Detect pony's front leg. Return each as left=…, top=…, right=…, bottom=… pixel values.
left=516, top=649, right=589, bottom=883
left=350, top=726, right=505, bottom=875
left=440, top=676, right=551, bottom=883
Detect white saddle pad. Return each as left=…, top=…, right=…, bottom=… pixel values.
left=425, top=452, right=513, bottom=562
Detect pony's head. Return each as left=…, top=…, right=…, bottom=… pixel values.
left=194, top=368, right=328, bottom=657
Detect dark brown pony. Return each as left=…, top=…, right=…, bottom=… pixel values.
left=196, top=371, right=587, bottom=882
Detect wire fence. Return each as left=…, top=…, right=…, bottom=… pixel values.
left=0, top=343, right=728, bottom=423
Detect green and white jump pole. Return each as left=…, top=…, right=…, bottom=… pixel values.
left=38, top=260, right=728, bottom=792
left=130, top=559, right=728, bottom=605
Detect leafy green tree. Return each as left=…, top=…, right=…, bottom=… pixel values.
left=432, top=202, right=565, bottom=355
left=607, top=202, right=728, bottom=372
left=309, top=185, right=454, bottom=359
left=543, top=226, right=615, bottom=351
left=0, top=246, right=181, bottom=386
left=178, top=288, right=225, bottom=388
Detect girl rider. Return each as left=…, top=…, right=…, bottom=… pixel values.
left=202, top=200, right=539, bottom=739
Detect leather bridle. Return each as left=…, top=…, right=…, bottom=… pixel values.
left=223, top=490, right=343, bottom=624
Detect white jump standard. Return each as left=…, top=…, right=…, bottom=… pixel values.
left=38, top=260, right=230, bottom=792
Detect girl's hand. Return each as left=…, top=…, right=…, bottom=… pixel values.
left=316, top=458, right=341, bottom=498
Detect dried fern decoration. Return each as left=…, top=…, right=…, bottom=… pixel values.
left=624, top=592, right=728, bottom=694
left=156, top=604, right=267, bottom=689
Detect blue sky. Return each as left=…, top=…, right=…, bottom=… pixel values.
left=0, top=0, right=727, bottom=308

• Trabalho solicitado
Reescreva todos os registros acima trocando "pixel values" por "pixel coordinates" e mantendo o restante intacto.

• Resposta redigida
Detect pony's front leg. Return each as left=…, top=…, right=…, bottom=… pixel coordinates.
left=516, top=649, right=589, bottom=883
left=350, top=726, right=505, bottom=875
left=440, top=676, right=551, bottom=883
Detect white saddle pad. Return each as left=…, top=…, right=…, bottom=… pixel coordinates.
left=425, top=452, right=513, bottom=562
Detect pony's head. Return each as left=…, top=…, right=…, bottom=… pixel coordinates.
left=194, top=368, right=328, bottom=657
Detect dark brown pony. Return each as left=…, top=…, right=…, bottom=… pixel coordinates.
left=196, top=371, right=587, bottom=882
Detect wire fence. Return each as left=…, top=…, right=…, bottom=… pixel coordinates.
left=0, top=343, right=728, bottom=423
Detect green and white jump pole. Return each as left=…, top=…, right=…, bottom=… pixel coordinates.
left=38, top=260, right=728, bottom=792
left=130, top=559, right=728, bottom=605
Detect leafy green tree. Return each as left=…, top=…, right=…, bottom=… pixel coordinates.
left=432, top=202, right=565, bottom=355
left=607, top=202, right=728, bottom=372
left=309, top=185, right=454, bottom=359
left=543, top=226, right=615, bottom=351
left=0, top=246, right=181, bottom=386
left=178, top=288, right=225, bottom=388
Detect girl rider. Return each as left=…, top=…, right=…, bottom=… pixel coordinates.
left=202, top=200, right=539, bottom=739
Detect leather bridle. Return each as left=…, top=…, right=…, bottom=… pixel coordinates.
left=223, top=490, right=343, bottom=624
Detect white jump standard. Return each as left=…, top=…, right=…, bottom=… pixel coordinates.
left=38, top=260, right=230, bottom=792
Detect girl's hand. Return each as left=…, top=…, right=…, bottom=… pixel coordinates.
left=316, top=458, right=341, bottom=498
Detect dried fern decoration. Return each as left=…, top=…, right=…, bottom=… pixel coordinates.
left=624, top=592, right=728, bottom=694
left=156, top=604, right=267, bottom=689
Detect blue sky. Return each as left=…, top=…, right=…, bottom=… pixel coordinates.
left=0, top=0, right=727, bottom=308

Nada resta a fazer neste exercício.